• WHAT THIS TASK INVOLVES: Pull out every line below that contains the word "stump", and copy each one in full.

-- begin GIVEN RECORDS --

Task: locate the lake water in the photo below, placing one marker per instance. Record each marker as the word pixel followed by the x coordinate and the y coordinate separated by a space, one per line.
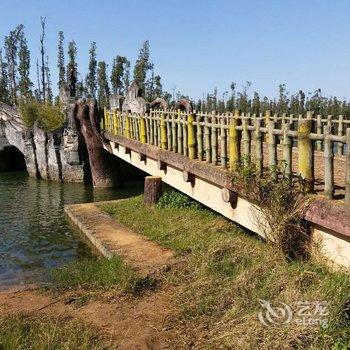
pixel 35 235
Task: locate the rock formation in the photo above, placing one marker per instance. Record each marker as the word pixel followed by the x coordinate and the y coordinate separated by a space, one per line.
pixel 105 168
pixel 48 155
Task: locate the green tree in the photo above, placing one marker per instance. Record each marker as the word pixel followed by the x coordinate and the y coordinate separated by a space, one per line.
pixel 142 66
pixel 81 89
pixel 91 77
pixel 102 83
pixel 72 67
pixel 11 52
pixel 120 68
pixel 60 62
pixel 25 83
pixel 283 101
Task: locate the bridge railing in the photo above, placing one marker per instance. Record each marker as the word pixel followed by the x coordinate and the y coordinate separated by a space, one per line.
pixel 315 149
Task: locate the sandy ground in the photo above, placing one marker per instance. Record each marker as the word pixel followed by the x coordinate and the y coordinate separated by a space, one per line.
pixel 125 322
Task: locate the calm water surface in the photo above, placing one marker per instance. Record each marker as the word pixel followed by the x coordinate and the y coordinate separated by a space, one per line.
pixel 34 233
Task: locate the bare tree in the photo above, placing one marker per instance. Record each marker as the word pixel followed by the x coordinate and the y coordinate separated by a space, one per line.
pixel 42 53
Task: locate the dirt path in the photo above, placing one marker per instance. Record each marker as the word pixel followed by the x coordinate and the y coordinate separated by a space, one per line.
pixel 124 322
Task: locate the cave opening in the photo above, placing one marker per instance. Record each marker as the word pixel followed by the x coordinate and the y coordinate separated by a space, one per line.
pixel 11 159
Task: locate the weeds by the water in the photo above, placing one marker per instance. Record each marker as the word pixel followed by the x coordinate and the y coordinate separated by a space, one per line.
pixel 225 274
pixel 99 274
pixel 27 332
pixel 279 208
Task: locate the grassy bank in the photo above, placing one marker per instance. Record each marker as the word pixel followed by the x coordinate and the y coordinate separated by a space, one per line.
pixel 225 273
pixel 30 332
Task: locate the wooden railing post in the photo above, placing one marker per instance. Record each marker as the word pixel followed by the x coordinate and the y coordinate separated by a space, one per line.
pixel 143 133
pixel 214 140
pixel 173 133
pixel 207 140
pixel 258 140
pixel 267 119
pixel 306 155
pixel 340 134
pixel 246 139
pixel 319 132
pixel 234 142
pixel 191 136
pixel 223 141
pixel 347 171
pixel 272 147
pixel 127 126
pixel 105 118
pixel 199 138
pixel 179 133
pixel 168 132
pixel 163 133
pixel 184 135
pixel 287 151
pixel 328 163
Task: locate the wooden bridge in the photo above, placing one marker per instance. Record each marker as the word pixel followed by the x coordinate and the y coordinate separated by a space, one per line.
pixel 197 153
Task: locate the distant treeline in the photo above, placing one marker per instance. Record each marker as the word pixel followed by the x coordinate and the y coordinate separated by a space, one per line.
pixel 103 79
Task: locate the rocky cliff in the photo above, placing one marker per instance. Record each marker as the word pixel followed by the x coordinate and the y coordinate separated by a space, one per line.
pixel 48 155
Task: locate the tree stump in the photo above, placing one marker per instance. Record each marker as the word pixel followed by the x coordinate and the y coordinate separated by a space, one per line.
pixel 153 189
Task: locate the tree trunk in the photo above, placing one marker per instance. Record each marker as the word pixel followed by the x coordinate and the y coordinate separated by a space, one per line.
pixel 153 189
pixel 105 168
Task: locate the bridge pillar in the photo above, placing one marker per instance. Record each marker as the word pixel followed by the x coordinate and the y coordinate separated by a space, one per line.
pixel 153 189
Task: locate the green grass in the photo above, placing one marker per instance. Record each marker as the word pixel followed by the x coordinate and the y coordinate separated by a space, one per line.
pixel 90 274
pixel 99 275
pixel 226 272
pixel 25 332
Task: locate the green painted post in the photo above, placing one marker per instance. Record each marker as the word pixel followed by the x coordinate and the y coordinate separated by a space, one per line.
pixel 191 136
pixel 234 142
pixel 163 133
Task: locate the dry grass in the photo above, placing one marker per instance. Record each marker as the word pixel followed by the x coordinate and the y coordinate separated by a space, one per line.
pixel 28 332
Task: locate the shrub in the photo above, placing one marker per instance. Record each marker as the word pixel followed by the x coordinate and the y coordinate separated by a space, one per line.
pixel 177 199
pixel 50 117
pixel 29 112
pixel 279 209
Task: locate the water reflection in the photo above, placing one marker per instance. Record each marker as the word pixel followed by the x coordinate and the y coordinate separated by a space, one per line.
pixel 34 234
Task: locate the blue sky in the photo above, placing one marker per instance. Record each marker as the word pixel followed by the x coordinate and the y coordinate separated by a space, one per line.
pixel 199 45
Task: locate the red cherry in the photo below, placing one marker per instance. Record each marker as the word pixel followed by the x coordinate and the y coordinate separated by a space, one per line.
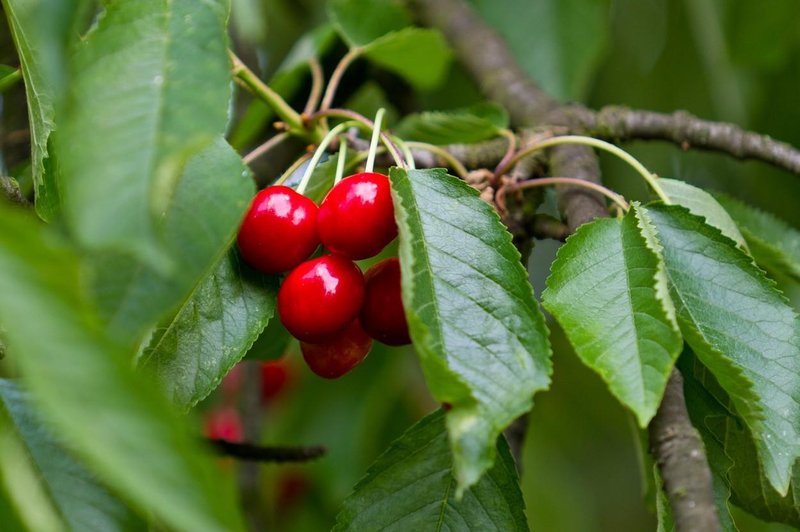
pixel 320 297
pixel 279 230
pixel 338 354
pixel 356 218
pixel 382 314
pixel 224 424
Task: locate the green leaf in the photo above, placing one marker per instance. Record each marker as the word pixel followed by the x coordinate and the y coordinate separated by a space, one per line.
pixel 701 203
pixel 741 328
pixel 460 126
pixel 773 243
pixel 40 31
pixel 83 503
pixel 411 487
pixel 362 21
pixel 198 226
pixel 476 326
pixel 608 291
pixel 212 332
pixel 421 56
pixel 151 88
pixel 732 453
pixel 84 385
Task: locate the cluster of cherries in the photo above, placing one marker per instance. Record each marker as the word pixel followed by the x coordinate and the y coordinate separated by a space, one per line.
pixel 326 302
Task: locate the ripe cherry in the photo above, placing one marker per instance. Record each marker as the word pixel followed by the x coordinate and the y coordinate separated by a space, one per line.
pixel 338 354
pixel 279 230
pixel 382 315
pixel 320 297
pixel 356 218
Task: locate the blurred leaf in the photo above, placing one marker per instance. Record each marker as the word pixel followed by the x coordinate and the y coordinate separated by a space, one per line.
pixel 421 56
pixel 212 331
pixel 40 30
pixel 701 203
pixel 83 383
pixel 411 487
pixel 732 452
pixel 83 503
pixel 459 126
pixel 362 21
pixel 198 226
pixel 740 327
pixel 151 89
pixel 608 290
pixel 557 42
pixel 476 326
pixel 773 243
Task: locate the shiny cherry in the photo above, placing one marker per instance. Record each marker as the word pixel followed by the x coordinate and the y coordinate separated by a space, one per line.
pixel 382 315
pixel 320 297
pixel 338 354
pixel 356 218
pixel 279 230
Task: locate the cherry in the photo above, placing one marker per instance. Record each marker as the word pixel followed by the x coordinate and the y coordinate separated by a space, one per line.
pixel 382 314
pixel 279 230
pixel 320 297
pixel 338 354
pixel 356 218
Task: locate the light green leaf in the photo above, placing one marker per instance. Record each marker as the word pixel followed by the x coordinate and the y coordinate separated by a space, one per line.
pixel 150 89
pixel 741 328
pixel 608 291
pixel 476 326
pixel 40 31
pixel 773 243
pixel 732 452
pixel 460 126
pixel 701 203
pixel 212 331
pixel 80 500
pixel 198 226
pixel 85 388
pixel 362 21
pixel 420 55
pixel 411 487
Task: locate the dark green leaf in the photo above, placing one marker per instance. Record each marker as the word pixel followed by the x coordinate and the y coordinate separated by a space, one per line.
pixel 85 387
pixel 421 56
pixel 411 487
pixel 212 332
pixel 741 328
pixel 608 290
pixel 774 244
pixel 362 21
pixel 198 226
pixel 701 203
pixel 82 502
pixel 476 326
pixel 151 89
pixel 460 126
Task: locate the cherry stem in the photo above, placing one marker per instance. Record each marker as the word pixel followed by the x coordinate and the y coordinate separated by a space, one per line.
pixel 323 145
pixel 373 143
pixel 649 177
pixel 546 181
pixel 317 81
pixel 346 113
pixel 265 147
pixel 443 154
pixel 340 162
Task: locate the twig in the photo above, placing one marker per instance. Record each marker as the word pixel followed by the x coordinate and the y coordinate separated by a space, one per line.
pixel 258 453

-- end GIVEN RECORDS --
-- begin GIVEN RECORDS --

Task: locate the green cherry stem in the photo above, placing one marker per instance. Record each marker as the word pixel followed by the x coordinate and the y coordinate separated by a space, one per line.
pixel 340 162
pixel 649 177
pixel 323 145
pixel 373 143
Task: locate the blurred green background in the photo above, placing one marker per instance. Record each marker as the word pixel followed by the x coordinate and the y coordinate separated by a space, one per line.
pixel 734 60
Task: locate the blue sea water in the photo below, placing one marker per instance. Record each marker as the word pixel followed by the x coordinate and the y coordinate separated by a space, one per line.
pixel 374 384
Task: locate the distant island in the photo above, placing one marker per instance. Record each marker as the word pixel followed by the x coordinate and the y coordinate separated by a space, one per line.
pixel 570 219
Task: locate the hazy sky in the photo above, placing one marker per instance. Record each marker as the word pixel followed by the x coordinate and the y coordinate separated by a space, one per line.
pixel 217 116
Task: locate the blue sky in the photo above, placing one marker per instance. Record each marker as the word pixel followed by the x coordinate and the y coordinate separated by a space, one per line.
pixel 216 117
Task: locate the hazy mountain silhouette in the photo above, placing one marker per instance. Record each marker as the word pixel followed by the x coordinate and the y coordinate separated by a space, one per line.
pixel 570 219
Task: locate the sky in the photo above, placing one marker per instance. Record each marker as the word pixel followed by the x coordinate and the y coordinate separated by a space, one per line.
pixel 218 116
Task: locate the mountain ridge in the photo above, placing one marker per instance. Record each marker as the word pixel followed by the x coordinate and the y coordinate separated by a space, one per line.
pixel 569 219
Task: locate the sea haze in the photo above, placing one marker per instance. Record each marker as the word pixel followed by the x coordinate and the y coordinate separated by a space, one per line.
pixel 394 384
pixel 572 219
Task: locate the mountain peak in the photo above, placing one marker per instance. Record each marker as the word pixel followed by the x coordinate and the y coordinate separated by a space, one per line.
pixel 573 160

-- end GIVEN RECORDS --

• FINISHED ANSWER:
Task: locate the tree stump in the photo above, placing one marker per instance. Record each marker as the word pixel followed by the x coordinate and the y coordinate separated by a space, one per line.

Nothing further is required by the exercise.